**DATA FOR PROCESSING:**
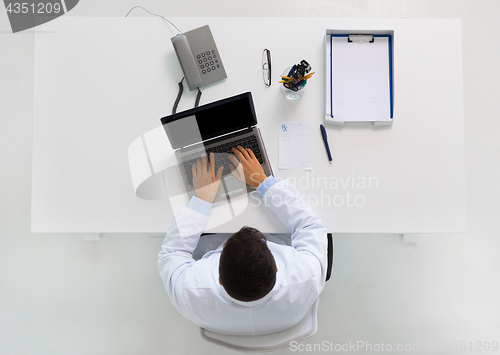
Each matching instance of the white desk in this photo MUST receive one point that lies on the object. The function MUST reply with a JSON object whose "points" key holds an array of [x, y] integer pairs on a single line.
{"points": [[102, 82]]}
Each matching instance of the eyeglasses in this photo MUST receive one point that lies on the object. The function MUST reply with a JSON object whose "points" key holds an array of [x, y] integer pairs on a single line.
{"points": [[266, 66]]}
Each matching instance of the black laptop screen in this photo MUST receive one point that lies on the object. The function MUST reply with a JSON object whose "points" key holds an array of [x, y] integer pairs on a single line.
{"points": [[210, 121]]}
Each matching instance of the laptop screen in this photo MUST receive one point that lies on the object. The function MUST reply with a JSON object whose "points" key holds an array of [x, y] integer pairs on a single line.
{"points": [[210, 121]]}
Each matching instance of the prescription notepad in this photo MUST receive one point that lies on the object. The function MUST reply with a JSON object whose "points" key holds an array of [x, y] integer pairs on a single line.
{"points": [[359, 79], [295, 145]]}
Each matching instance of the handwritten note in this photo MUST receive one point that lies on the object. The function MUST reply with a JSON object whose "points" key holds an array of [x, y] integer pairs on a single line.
{"points": [[295, 145]]}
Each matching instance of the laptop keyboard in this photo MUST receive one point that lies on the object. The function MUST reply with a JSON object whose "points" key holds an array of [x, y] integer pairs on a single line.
{"points": [[222, 159]]}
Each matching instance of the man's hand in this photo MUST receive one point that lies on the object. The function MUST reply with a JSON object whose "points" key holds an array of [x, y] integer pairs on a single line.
{"points": [[248, 168], [205, 182]]}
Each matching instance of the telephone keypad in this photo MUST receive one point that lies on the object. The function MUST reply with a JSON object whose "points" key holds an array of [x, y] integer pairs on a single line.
{"points": [[208, 62]]}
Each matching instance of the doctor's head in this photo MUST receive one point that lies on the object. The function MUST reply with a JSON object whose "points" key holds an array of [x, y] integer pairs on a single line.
{"points": [[247, 270]]}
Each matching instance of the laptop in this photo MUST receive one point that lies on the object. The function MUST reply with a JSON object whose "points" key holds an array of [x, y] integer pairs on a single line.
{"points": [[216, 127]]}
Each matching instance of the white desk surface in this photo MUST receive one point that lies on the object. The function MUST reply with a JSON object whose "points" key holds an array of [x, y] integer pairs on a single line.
{"points": [[102, 82]]}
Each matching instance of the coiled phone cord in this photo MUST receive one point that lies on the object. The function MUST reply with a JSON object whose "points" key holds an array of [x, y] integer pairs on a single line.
{"points": [[179, 95]]}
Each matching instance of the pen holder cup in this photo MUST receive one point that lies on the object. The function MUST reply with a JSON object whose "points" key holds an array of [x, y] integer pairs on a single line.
{"points": [[290, 94]]}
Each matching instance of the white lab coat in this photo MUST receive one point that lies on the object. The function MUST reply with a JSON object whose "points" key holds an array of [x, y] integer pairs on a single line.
{"points": [[193, 286]]}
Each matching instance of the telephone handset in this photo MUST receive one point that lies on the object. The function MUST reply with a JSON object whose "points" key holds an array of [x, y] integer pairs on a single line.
{"points": [[199, 58]]}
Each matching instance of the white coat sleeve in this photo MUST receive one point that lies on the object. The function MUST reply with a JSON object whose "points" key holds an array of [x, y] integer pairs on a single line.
{"points": [[176, 255], [308, 232]]}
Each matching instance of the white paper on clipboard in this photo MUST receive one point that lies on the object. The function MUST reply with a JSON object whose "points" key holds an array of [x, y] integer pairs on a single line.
{"points": [[358, 80]]}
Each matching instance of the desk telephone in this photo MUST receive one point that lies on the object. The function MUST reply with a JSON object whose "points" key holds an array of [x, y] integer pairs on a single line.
{"points": [[199, 57]]}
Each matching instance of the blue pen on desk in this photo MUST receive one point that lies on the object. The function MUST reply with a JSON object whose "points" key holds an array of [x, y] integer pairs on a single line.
{"points": [[325, 139]]}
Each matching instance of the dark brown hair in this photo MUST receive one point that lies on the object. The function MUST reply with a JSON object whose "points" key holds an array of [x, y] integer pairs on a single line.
{"points": [[246, 268]]}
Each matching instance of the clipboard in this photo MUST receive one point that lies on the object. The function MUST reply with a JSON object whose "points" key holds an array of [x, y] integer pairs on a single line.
{"points": [[359, 77]]}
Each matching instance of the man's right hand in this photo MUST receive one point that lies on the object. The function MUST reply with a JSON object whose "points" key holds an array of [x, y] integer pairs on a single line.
{"points": [[248, 168]]}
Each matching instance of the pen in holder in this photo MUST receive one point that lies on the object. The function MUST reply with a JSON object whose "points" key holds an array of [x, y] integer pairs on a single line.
{"points": [[294, 80]]}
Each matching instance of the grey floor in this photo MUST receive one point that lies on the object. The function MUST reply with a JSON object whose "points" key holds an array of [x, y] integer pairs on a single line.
{"points": [[60, 294]]}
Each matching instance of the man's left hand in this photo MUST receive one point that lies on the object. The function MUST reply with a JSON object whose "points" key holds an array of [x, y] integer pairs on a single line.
{"points": [[205, 182]]}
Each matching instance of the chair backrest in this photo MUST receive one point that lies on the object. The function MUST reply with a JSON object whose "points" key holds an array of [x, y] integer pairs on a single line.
{"points": [[275, 341], [268, 342]]}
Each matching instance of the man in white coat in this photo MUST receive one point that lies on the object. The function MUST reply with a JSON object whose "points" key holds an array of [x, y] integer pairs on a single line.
{"points": [[250, 286]]}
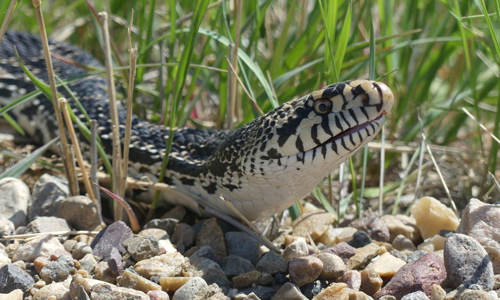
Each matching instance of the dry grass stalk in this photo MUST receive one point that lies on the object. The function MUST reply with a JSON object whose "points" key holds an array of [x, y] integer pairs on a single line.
{"points": [[70, 173], [78, 152], [113, 109], [128, 122]]}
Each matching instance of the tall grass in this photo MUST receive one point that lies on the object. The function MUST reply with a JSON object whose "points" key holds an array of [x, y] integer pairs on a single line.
{"points": [[437, 56]]}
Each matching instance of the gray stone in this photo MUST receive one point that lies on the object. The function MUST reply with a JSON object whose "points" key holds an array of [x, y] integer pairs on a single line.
{"points": [[13, 277], [235, 265], [209, 270], [467, 263], [142, 247], [48, 192], [418, 275], [418, 295], [195, 289], [80, 212], [109, 238], [272, 263], [14, 200], [304, 269], [58, 270], [241, 244]]}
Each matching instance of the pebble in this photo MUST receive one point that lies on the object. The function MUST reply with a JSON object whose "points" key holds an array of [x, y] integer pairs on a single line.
{"points": [[360, 239], [289, 291], [333, 266], [241, 244], [109, 238], [195, 289], [81, 213], [480, 221], [211, 235], [48, 192], [272, 263], [312, 224], [13, 277], [404, 225], [374, 226], [41, 246], [334, 236], [15, 198], [304, 269], [432, 216], [234, 265], [296, 249], [467, 263], [141, 248], [418, 275]]}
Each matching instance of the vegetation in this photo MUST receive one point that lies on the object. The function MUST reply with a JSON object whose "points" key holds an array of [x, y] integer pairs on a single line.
{"points": [[441, 59]]}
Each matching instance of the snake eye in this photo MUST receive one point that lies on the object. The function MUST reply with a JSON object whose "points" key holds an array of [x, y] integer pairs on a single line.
{"points": [[323, 106]]}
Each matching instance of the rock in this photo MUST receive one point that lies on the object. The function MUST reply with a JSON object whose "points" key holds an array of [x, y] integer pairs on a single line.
{"points": [[167, 224], [312, 224], [43, 246], [165, 265], [7, 227], [418, 275], [135, 281], [404, 225], [387, 265], [183, 237], [48, 192], [342, 250], [110, 292], [141, 248], [55, 290], [418, 295], [58, 270], [288, 291], [13, 277], [195, 289], [363, 256], [467, 263], [401, 242], [81, 213], [272, 263], [235, 265], [480, 221], [432, 244], [241, 244], [303, 270], [14, 295], [47, 224], [359, 239], [109, 238], [337, 291], [296, 249], [176, 213], [246, 279], [172, 284], [333, 266], [333, 236], [209, 270], [15, 198], [432, 216], [373, 225], [371, 282], [211, 235], [352, 278]]}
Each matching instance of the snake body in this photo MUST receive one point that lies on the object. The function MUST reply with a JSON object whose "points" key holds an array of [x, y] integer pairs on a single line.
{"points": [[261, 168]]}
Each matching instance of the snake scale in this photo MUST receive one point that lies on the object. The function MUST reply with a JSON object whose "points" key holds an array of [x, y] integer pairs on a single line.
{"points": [[261, 168]]}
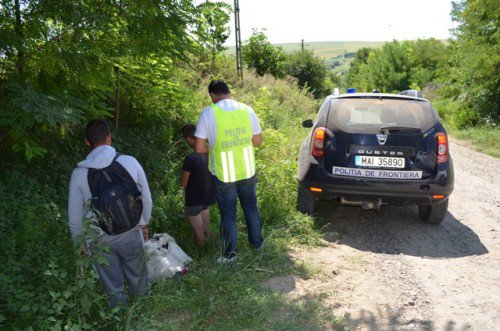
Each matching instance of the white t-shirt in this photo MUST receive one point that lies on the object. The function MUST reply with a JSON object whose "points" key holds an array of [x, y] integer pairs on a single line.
{"points": [[207, 127]]}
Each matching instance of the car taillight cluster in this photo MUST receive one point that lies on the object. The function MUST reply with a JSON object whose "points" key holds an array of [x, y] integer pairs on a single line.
{"points": [[442, 148], [318, 142]]}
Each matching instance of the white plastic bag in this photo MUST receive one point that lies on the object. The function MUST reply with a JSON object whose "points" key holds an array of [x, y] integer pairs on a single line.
{"points": [[164, 257]]}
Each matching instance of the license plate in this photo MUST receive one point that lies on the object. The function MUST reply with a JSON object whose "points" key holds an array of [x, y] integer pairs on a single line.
{"points": [[380, 161]]}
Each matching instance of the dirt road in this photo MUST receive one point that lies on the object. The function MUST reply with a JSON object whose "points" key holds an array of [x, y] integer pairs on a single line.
{"points": [[387, 270]]}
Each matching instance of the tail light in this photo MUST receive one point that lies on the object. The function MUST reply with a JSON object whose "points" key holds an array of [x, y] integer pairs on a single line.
{"points": [[318, 142], [442, 148]]}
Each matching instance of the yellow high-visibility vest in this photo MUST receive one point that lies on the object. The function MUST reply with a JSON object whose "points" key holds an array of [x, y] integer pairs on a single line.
{"points": [[232, 155]]}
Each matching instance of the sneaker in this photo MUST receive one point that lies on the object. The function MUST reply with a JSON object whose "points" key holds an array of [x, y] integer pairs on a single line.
{"points": [[229, 259]]}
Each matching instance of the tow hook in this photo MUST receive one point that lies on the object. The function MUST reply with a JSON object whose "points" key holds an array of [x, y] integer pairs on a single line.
{"points": [[372, 205]]}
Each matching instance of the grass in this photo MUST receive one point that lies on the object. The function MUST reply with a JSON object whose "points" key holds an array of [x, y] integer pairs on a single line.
{"points": [[330, 51], [484, 139], [230, 297]]}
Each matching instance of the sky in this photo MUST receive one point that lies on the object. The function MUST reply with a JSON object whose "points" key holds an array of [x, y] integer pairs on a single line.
{"points": [[346, 20]]}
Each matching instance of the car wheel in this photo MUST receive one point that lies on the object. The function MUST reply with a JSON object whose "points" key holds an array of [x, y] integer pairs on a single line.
{"points": [[305, 201], [433, 214]]}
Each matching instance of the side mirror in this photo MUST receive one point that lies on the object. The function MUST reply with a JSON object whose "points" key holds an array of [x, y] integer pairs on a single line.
{"points": [[307, 124]]}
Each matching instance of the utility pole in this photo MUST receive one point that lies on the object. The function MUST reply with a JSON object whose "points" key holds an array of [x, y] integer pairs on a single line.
{"points": [[302, 45], [239, 63]]}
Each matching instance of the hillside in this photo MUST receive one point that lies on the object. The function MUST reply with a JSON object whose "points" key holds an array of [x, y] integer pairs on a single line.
{"points": [[331, 51]]}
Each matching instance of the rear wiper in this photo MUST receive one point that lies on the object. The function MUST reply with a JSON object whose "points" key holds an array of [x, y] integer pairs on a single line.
{"points": [[387, 129]]}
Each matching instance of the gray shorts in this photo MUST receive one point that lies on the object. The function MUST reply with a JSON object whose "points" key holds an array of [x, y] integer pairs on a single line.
{"points": [[195, 210]]}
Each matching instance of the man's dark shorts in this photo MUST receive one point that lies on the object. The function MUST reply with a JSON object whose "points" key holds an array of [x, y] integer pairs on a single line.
{"points": [[195, 210]]}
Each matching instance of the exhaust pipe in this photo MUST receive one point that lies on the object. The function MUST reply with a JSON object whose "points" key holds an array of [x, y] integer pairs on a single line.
{"points": [[365, 205]]}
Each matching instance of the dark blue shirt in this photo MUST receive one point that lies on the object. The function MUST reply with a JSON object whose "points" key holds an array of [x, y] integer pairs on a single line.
{"points": [[200, 189]]}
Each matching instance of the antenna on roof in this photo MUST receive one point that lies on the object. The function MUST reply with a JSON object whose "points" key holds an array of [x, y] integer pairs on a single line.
{"points": [[411, 93]]}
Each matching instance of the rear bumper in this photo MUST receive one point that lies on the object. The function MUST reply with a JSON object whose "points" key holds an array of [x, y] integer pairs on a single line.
{"points": [[398, 192]]}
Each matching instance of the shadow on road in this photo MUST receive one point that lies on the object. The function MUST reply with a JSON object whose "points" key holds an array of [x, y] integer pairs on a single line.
{"points": [[393, 319], [396, 230]]}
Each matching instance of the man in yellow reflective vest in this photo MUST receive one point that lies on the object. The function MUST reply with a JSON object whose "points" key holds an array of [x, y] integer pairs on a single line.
{"points": [[232, 130]]}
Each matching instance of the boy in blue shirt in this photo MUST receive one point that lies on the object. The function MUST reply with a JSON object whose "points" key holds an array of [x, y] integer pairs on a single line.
{"points": [[198, 188]]}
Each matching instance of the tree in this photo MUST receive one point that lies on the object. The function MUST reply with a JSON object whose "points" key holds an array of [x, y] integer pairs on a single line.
{"points": [[259, 54], [356, 66], [309, 70], [427, 57], [212, 27], [64, 61], [474, 75]]}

**EXERCISE AIM:** Give again only the lines of the material above that run from the one with "Each matching instance of the man in yellow" through the end, both included, exactly as they appear.

**REPLY TO THE TASK:**
Each matching instance of the man in yellow reflective vest in this photo MUST receive one point that lies on the object. The function MUST reply with a JSON object whose "points" key holds an array of [x, y] integer pairs on a single line.
{"points": [[232, 130]]}
Each matching instance of the boy in blue shirt in this photo MUST receive one point that lies on the object. The function MUST reply with a JSON object whose "points" key holds an array of [x, y] integer pairs on a single line.
{"points": [[198, 188]]}
Each matching instance of the tree in this photo MUST receive one point that lies on the object. The function MUST reply with a JSON object whose "points" key holds an array of [x, y] integer pairs on a single line.
{"points": [[259, 54], [356, 66], [309, 70], [427, 57], [212, 27], [64, 61], [474, 75]]}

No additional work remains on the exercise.